Kaynaktan Alıntı ▸
########################################
Cevahir’le sohbetin girişi, 15 Ekim’de açılışını Tayyip Erdoğan’ın yapacağı Cevahir Çarşı’yla ilgili olmalıydı. Öyle de oldu.

- Cevahir Çarşı, Türkiye ve Avrupa’nın en büyük, dünyanın 2. büyük alışveriş ve eğlence merkezi. İçinde 360 mağaza, 22 bin metrekarelik eğlence merkezi var. Burası sadece İstanbul’un değil, bütün Türkiye’nin gururu olacak. AB ülkeleri gelsinler de görsünler bakalım, mırın kırın ettikleri Türkiye neler yapıyor. Bundan sonra İstanbul’a gelen her turist nasıl Sultanahmet’i, Ayasofya’yı geziyorsa, burayı da öyle gezecek. Burada 3 bin koltuk kapasiteli, biri üçboyutlu, 12 sinema salonu var. İstanbul metrosuna 3 giriş kapısı ile bağlandı. Otopark 3 bin araç alıyor, 27 asansör, 86 yürüyen merdiven var. İstanbul’un göbeğine dünyanın en muhteşem binasını yaptık, burası Cevahir Grubu’nun da gurur abidesi. Kalitesiyle, teknolojisiyle dünyanın en iyi binası, yemin ederim. Dünyada bundan güzel bir proje yok, bundan sonra da olmayacak. Çarşıdaki dükkanlar kapış kapış gitti, öyle büyük izdiham oldu. İlk defa söylüyorum, çarşıyı yabancılar almak istiyor, talibi çok. Ben satmak niyetinde değildim ama, sayın Başbakanımız dedi ki; ‘Değerini bulursanız satın. Yabancı da alsa, içinde yine 2 bin Türk çalışacak. Bu parayı belediyeyle beraber alıp daha güçlü projeler yaparsınız.’ Biz yabancılardan 750 milyon dolar istedik, bu manada şu anda değerinin ucu göründü. Talip olan 4-5 firma, Ortadoğu ve Avrupa’dan. Başka bir projem daha var, Zeytinburnu’nda dericilerin kalktığı meydana 2500 odalı, 60 salonlu, 60 mağazalı turistik bir kompleks yapmak istiyorum. Sağlık tesislerinden, kilisesinden, havrasından, camisine kadar hepsi olacak, 400 dönüm yer. Başbakandan bu yeri imarı çıkmış olarak yap-işlet-devret modeliyle isteyeceğim. Eğer alırsak, 300 milyon dolarlık bu projeye hemen başlayacağım.
########################################
Görev Yönergeleri ▸
a - Cevahir Çarşı metninde konuşan kişi, başta niyeti olmadığı hâlde çarşıyı satmaya neden açık hâle geldiğini belirtiyor. Bunu metindeki gerekçeye dayanarak bir ila üç cümleyle açıklayın.
b - Cevahir Çarşı metnini, son cümlesinden sonra sürdürün.
Öğeler başka bir kaynaktan alınmıştır.
########################################
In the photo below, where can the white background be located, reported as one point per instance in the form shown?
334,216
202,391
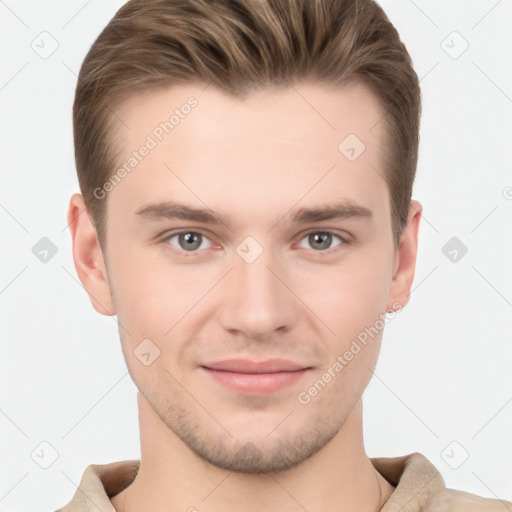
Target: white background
444,372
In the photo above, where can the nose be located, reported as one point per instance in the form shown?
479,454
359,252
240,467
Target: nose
259,298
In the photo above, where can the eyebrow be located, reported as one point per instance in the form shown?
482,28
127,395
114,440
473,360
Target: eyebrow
173,210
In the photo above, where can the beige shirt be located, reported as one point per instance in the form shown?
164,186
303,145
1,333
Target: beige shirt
419,487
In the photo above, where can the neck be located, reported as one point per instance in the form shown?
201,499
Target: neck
172,477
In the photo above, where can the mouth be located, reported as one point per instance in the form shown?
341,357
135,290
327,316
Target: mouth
257,378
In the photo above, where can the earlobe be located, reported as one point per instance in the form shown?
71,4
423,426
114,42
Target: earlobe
405,265
88,257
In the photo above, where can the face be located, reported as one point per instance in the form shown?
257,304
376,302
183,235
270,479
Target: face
265,272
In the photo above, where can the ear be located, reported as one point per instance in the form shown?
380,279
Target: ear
405,264
89,263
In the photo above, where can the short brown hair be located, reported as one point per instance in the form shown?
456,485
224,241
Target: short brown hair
239,45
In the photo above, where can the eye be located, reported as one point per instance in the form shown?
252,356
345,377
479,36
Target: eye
188,241
322,240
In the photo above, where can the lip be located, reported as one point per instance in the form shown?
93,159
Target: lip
257,378
248,366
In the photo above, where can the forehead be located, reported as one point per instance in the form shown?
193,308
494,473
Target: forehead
########################################
Alıştırma Yanıtları ▸
a - Başbakan, değerini bulurlarsa çarşıyı satmalarını söylemiştir. Gerekçesi, yabancı alsa da içinde yine 2 bin Türk'ün çalışacak olması ve bu parayla belediyeyle birlikte daha güçlü projeler yapılabilecek olmasıdır.

b -
Avrupa’nın en büyüğü İbrahim Cevahir’in gurur kaynağı Cevahir Çarşı’nın açılışını 15 Ekim’de Başbakan Erdoğan yapacak. Çarşı, Türkiye ve Avrupa’nın en büyük, dünyanın 2. büyük alışveriş ve eğlence merkezi. 70 yaşındaki Cevahir ise güne sabah 5’te uyanarak başlıyor. Önce namazını kılıyor, ardından 45 dakika yüzme ve 30 dakika bantta koşu.

Erdal İnönü’nün eşine ne söyledim

Cevahir bey, dünyada namı olan bilim adamımız Erdal İnönü’den ne istediniz? Onun hayranı olduğu ünlü matematikçi Weirerstrasse’i haklı çıkardınız; ‘‘Yaşamda her şey çok geç gelir.’

- Paşa’nın ölüm yıldönümlerinde hep kabri başında olurum. Bakarım, millet gelip mezara okur, İnönü’nün çocukları ise orada öyle durur. Kimseye hoş geldin demezler, el sıkmazlar, konuşmazlar, öyle soğuk dururlar. 1978’deki anma gününde, şerefsizim dedim ki onlara; ‘Orada kazık gibi ne dikiyorsunuz? Hadi siz babanıza geldiniz, İsmet Paşa bunların babası değildi ki? Ellerini sıkıp, niye geldiklerini sorsanıza.’ Çok şaşırdılar, kim bu adam diyorlar, o güne kadar hiçbiriyle tanışmamışız ki. Erdal da beni ilk orada tanıdı. Orhan Keçeli’den telefonunu alıp aradım, ‘Seninle bir şeyler konuşmak istiyorum’dedim. ‘Ne konuşacaksınız benimle’ oldu. ‘Biz adam yemeyiz, benim adım İbrahim Cevahir, sor kime istersen’ dedim. Sormuş, yemek buluşmamıza tam zamanında geldi. Lafa direkt girdim; ‘Erdal Bey, İnönü soyadı tarihte iyi bir yer almıştır. Tarihe gömülmeden bu soyadını Türkiye’de yaşatman lazım’ dedim.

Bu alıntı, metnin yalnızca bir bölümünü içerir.